• Task item: For the entries below, work out how many lines contain the string "navy" and write only the number.

• Supplied material:
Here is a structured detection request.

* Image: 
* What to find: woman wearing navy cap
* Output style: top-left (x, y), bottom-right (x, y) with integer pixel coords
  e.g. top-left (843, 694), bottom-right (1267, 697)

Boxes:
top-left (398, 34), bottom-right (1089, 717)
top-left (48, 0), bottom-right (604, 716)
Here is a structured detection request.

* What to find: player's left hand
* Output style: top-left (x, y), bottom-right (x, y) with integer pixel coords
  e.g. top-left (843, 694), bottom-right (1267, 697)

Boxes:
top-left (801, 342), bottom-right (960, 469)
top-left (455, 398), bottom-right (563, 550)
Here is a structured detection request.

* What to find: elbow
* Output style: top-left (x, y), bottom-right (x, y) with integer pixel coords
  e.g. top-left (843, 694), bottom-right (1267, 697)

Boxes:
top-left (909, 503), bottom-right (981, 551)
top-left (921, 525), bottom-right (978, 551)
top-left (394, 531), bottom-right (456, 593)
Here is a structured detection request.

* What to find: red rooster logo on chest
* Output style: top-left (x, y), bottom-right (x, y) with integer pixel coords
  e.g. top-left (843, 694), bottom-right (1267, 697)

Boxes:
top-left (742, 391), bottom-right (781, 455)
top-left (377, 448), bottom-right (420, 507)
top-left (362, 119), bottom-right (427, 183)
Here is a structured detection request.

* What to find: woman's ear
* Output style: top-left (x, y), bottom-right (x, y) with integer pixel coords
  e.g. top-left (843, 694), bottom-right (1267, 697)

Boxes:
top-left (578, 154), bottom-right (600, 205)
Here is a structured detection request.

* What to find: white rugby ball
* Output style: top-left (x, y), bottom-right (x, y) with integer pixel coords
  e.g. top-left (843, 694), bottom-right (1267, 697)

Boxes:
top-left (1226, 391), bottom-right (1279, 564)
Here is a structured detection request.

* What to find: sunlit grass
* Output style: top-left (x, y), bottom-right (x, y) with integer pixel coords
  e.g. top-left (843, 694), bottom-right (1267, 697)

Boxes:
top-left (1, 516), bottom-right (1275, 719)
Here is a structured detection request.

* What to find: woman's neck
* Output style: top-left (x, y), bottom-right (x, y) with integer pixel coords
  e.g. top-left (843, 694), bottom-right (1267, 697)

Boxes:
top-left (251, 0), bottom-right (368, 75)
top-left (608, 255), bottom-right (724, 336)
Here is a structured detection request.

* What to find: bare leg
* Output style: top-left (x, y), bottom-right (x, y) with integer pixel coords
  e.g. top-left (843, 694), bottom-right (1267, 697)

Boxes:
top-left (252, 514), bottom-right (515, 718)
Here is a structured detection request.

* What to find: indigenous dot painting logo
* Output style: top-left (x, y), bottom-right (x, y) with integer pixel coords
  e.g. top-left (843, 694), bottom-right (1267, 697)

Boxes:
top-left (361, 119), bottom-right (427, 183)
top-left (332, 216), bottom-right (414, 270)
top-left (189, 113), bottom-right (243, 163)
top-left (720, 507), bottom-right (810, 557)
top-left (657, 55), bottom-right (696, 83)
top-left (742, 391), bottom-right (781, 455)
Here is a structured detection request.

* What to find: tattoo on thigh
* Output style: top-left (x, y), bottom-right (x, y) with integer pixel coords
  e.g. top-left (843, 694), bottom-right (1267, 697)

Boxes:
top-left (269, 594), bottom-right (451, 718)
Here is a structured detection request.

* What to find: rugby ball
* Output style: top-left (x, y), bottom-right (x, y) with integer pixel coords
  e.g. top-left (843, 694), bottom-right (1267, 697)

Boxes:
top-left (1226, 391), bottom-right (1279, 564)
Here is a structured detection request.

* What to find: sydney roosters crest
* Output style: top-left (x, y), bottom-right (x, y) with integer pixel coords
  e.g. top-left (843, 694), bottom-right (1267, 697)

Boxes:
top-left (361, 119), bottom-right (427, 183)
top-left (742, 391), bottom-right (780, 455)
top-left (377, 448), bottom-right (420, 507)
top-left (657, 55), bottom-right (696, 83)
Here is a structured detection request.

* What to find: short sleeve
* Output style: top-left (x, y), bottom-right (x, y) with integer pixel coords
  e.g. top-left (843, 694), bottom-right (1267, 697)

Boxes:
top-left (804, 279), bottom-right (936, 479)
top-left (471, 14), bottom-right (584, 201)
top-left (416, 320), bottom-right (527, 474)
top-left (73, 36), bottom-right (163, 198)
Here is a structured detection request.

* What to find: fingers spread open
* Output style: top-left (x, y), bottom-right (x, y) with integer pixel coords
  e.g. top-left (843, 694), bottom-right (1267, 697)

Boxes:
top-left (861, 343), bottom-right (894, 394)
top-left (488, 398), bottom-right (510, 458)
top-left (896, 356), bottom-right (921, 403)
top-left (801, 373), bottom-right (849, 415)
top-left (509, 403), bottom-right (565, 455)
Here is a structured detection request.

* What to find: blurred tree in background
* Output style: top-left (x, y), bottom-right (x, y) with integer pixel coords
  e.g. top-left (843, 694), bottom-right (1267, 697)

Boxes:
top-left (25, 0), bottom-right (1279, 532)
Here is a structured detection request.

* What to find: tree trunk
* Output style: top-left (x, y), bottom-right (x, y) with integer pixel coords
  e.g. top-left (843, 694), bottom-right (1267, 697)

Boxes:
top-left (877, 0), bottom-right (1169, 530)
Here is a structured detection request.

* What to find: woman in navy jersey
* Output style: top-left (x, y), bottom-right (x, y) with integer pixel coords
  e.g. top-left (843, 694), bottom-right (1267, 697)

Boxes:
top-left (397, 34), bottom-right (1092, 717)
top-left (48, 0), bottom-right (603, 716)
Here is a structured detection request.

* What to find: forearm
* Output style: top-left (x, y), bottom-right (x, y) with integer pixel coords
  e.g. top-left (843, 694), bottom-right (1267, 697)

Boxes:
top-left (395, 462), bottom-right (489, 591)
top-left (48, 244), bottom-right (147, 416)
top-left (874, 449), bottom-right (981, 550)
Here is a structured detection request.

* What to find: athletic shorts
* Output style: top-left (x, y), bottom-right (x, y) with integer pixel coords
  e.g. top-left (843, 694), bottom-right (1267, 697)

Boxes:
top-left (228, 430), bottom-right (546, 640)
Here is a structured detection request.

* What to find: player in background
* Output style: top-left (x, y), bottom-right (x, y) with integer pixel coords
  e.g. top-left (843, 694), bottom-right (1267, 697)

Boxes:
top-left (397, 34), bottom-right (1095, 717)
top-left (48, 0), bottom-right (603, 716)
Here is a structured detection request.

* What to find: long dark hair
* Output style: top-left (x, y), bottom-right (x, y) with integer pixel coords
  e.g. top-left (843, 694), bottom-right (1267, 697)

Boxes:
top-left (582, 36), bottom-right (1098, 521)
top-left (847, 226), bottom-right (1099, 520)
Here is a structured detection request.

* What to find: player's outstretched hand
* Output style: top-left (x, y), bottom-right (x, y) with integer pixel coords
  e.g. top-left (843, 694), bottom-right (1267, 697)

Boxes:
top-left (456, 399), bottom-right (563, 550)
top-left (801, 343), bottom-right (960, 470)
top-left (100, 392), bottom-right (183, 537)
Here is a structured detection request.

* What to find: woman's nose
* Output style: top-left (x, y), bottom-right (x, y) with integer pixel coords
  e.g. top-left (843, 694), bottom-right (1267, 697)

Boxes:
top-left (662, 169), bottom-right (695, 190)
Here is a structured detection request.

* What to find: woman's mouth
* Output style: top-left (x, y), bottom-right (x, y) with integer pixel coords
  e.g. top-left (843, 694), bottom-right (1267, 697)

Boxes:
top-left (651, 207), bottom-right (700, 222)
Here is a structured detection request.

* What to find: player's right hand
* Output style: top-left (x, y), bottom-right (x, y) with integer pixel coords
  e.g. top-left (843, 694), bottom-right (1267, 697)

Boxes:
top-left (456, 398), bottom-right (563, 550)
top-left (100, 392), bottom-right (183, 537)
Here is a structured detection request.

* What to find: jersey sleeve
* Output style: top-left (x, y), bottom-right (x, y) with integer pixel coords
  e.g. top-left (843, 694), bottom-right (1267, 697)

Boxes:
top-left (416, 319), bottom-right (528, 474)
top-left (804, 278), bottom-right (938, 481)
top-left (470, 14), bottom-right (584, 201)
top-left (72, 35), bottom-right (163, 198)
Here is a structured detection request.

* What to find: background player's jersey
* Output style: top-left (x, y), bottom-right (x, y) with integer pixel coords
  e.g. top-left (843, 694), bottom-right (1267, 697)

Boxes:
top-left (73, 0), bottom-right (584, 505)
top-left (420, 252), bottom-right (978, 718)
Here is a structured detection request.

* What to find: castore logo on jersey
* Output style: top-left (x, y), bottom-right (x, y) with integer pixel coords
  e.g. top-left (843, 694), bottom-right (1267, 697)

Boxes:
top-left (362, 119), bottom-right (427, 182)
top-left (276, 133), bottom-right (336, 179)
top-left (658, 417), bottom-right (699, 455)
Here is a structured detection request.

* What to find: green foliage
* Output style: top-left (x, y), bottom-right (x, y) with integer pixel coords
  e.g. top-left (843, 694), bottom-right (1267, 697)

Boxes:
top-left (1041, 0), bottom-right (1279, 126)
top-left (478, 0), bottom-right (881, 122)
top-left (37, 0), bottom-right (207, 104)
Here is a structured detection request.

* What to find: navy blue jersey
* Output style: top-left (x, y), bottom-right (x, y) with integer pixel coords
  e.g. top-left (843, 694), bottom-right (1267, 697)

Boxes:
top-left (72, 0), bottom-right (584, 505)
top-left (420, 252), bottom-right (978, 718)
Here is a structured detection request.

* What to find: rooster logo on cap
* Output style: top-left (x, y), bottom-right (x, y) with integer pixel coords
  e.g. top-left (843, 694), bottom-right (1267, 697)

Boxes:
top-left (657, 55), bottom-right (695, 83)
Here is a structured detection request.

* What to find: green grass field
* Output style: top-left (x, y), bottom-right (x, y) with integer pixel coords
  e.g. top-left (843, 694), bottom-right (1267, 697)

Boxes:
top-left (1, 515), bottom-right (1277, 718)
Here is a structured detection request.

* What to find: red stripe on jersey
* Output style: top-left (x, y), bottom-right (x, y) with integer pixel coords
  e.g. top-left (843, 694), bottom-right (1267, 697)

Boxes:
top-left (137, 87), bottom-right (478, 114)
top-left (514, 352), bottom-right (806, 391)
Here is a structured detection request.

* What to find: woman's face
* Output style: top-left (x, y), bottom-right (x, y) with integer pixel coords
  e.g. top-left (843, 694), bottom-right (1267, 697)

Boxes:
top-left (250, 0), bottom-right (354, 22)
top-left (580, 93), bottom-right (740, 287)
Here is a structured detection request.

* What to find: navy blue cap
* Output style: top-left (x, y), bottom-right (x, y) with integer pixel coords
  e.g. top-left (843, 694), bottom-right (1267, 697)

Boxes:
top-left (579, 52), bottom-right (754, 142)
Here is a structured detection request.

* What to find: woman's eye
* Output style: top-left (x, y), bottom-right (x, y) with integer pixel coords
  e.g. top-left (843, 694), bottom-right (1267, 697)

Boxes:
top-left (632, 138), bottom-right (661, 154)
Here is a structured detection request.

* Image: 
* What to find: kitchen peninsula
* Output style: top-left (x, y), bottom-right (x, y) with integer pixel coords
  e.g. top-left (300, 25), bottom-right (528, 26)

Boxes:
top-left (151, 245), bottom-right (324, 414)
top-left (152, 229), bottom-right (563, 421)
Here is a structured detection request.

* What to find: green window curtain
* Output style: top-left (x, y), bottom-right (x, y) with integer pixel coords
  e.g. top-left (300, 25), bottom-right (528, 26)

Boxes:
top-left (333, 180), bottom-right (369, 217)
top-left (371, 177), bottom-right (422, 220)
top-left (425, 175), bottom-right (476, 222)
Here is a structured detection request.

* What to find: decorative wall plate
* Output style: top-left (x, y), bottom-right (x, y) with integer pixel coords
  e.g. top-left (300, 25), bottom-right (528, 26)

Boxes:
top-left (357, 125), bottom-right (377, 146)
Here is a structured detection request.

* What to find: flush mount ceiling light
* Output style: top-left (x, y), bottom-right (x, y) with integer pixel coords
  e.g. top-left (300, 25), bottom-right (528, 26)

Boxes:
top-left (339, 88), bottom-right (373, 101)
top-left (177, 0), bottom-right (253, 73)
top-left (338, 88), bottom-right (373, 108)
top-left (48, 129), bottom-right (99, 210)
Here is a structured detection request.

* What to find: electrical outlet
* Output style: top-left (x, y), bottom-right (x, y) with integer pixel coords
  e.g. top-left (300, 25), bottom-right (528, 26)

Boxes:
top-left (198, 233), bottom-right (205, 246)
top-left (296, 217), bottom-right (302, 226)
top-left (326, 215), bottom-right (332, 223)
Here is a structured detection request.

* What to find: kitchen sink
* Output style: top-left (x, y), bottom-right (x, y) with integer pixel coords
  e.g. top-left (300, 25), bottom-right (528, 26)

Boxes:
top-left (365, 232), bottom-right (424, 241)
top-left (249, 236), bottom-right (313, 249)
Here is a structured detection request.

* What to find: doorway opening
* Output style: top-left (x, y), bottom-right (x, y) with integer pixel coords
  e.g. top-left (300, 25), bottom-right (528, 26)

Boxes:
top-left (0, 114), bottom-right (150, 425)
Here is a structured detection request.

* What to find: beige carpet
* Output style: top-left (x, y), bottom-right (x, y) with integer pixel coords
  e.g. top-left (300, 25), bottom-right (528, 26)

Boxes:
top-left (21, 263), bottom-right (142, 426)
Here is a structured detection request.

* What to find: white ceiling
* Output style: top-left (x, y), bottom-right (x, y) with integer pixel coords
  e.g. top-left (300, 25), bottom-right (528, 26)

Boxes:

• Reply to the task: 4